Given text
******************************
Impressive piano recital of Brahms, Gershwin and Chopin from talented NZSM post-graduate students

St Andrew’s Lunchtime Concert

New Zealand School of Music postgraduate piano students

Tasman Richards: Brahms: Three Intermezzi, Op.117 and Gershwin: Three Preludes
Lixin Zhang: Chopin: Etudes Op 10 no 4 and Op 10 no 5; Four Mazurkas, Op 33 and Piano Sonata No 2, Op.35

St Andrew’s on The Terrace

Thursday 3 October at 12:15 pm

Here was a particularly rewarding recital from two of the graduate students of the university school of music’s Jian Liu.

Tasman Richards
First, the three intermezzi of Brahms’s Op 117. Most of the 20 piano pieces of the four opuses from Brahms last years are intermezzi: all three of Op 117 are. They were described by the famous critic, Eduard Hanslick as ‘monologues’… pieces of a ‘thoroughly personal and subjective character’ striking a ‘pensive, graceful, dreamy, resigned, and elegiac note’ (a quote from Wikipedia. Hanslick’s admiration of Brahms was counter-balanced by his cruel contempt for Bruckner and Wagner).

All are marked Andante. Tas Richards played them with careful attention to their character: the first calm and unhurried with a middle section that was darker, more sombre. The second one, marked ‘Andante non troppo e con molto espressione’, he played gently, with a degree of emotional uncertainty as if looking into a dimly lit gothic cathedral. In the latter part of the third intermezzo, in sharp contrast, the mood becomes more complex and ambiguous and so did Richard’s playing.

Richards with Gershwin
Without suggesting that Richards showed greater affinity with Gershwin, his playing of the three Preludes was both confident and idiomatic. The first, which Gershwin instructed to be played Allegro ben ritmato e deciso, was all of that, starting with powerful chords in the bass and great rushes of notes; it’s quickly over. The second is quiet and thoughtful, and longer, and Richards’ left hand moved hypnotically to control the steady beat, leaving the syncopated rhythm to the right hand. The third, Agitato, again driven by fast, virtuosic playing, extravert, and again, fairly quickly disposed of.

Linxin Zhang in Chopin 
The notes in the programme leaflet on both pianists left information gaps that I always like to read. No dates of birth or of beginning and ending of studies. In the case of Lixin Zhang: where born, and brought up? His achievements from the Royal Schools and Trinity College in Britain are mentioned but that doesn’t imply place of residence; the first reference to New Zealand was with a Rattle recording in 2018, but he may well have been born and educated in New Zealand.
******************************
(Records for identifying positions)
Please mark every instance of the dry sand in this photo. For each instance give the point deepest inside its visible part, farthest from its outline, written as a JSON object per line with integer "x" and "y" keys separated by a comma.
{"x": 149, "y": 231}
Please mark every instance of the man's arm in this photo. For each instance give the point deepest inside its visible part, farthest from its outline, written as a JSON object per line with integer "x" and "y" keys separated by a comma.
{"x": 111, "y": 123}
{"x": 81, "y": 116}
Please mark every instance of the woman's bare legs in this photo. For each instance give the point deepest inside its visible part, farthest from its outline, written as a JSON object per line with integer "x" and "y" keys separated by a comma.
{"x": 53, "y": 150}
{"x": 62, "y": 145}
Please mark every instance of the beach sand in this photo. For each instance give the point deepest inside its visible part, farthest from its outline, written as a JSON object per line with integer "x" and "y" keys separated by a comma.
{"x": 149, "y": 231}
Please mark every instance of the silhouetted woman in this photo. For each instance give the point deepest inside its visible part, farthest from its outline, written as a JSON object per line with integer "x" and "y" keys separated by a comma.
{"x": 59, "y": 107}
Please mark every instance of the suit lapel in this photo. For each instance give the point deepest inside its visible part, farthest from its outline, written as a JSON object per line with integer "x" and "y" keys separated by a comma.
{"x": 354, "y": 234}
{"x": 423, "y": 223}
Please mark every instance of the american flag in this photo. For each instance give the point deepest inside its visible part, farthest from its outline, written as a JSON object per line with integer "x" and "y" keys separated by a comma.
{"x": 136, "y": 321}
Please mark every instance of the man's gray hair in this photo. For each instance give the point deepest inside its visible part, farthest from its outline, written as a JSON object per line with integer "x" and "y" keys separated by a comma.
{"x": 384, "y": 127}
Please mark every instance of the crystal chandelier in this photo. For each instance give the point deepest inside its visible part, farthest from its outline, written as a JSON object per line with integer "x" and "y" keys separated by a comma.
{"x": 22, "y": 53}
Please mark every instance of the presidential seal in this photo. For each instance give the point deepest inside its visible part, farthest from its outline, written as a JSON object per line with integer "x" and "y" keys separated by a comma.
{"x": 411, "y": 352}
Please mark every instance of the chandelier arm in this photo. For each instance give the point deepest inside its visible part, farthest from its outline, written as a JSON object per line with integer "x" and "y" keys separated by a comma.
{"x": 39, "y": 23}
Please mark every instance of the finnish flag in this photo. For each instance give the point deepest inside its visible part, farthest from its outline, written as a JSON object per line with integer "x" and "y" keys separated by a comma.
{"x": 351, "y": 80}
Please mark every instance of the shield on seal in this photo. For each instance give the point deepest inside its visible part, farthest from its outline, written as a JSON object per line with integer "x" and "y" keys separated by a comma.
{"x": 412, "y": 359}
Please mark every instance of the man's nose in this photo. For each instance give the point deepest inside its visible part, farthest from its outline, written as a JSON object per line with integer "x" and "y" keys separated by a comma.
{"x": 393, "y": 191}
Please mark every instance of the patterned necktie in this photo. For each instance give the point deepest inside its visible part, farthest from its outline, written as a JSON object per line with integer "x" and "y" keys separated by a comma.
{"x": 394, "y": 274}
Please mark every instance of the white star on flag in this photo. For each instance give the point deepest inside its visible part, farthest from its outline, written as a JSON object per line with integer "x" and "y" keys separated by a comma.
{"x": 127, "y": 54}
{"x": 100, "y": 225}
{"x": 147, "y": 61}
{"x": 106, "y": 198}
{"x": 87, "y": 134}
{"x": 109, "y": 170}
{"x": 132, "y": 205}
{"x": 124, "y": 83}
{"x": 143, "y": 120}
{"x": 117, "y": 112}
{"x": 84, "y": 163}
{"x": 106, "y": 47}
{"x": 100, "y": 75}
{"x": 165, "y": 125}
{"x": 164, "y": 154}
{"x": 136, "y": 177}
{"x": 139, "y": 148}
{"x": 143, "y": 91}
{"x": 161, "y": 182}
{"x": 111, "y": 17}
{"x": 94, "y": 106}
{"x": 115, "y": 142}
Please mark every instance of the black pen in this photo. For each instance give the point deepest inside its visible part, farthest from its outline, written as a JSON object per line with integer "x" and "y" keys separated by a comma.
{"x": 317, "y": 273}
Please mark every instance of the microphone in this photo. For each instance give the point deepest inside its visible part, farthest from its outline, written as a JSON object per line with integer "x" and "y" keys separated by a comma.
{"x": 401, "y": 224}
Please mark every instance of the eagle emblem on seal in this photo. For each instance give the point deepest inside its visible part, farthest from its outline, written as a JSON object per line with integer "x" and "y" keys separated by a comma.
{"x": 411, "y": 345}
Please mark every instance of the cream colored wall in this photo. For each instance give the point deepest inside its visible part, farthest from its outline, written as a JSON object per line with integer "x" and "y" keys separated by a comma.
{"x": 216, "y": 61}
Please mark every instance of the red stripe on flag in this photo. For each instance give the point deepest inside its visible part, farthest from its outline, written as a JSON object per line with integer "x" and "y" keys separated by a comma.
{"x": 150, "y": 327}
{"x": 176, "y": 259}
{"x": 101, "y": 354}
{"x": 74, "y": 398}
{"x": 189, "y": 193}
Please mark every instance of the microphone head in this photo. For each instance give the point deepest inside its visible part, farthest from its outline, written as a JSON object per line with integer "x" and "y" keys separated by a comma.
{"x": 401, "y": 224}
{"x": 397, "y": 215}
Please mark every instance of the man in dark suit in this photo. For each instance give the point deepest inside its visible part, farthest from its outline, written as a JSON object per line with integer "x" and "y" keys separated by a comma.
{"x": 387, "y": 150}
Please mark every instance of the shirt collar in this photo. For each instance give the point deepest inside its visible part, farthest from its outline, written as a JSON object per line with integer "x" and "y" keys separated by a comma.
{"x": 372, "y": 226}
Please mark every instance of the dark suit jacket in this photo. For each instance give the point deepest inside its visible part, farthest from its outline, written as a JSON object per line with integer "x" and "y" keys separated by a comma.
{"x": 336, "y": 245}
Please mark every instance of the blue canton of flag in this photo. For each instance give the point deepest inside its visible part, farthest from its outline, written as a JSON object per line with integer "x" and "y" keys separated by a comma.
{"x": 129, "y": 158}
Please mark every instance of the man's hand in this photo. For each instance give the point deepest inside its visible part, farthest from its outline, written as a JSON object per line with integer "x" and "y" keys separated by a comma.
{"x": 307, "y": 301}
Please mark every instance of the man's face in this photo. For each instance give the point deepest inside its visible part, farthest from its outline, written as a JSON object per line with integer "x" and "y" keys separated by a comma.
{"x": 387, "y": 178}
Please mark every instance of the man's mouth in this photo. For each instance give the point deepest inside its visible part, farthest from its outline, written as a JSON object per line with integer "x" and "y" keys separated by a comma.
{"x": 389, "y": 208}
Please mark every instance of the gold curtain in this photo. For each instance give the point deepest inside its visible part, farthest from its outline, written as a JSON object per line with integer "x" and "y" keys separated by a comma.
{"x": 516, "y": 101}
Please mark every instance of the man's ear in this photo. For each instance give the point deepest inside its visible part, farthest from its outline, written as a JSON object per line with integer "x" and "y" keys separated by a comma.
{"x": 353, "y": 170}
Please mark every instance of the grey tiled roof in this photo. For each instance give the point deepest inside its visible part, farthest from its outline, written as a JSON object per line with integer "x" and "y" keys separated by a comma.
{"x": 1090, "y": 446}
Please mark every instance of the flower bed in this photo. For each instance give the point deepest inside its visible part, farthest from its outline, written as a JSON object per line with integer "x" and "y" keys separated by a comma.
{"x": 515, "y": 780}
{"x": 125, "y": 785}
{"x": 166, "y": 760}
******************************
What is needed
Put this sentence from the recital review into Spanish: "Without suggesting that Richards showed greater affinity with Gershwin, his playing of the three Preludes was both confident and idiomatic."

Correct result
Sin sugerir que Richards mostrara una mayor afinidad con Gershwin, su interpretación de los tres Preludios fue a la vez segura e idiomática.